• TO DO
Your answer is the line containing "Could you please indicate the window frame" plus every line after it to the end of the data below, transcribed exactly and with nothing else.

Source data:
----------------------------------------
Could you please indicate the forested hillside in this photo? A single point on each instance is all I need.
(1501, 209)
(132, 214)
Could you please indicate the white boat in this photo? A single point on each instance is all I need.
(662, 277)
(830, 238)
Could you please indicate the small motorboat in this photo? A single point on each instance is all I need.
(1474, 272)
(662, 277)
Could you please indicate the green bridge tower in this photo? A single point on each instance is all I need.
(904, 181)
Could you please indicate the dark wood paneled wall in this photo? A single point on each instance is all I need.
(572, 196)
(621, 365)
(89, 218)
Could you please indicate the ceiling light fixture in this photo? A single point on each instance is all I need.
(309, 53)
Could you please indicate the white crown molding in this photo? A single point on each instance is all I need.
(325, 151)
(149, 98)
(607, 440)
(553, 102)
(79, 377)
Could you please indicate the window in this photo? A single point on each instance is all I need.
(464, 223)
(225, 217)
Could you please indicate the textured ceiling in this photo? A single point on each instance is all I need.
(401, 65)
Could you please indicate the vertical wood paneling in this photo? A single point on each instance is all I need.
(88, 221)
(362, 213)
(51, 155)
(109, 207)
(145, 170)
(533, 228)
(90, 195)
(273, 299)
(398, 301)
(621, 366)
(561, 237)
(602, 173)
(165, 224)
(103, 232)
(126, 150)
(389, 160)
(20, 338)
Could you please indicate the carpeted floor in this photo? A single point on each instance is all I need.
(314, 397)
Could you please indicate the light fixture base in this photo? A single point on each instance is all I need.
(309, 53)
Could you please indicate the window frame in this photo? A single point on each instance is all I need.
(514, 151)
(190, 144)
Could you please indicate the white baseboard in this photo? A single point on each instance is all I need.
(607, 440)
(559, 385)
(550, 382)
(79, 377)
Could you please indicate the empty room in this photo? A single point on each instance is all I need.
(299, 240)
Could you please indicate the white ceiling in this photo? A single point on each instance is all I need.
----------------------------------------
• RESULT BELOW
Could you please indicate the window frame in this photo? A single point on each instance is all I need.
(514, 151)
(190, 144)
Could you please indicate the white baseboard in this photo? A single point on each instance is all I need.
(607, 440)
(559, 385)
(550, 382)
(79, 377)
Could you please indicate the empty room in this photo? A single point on each instance is all I need.
(299, 240)
Could you please indicate the white ceiling in this photo? A single point on each instance is all I need.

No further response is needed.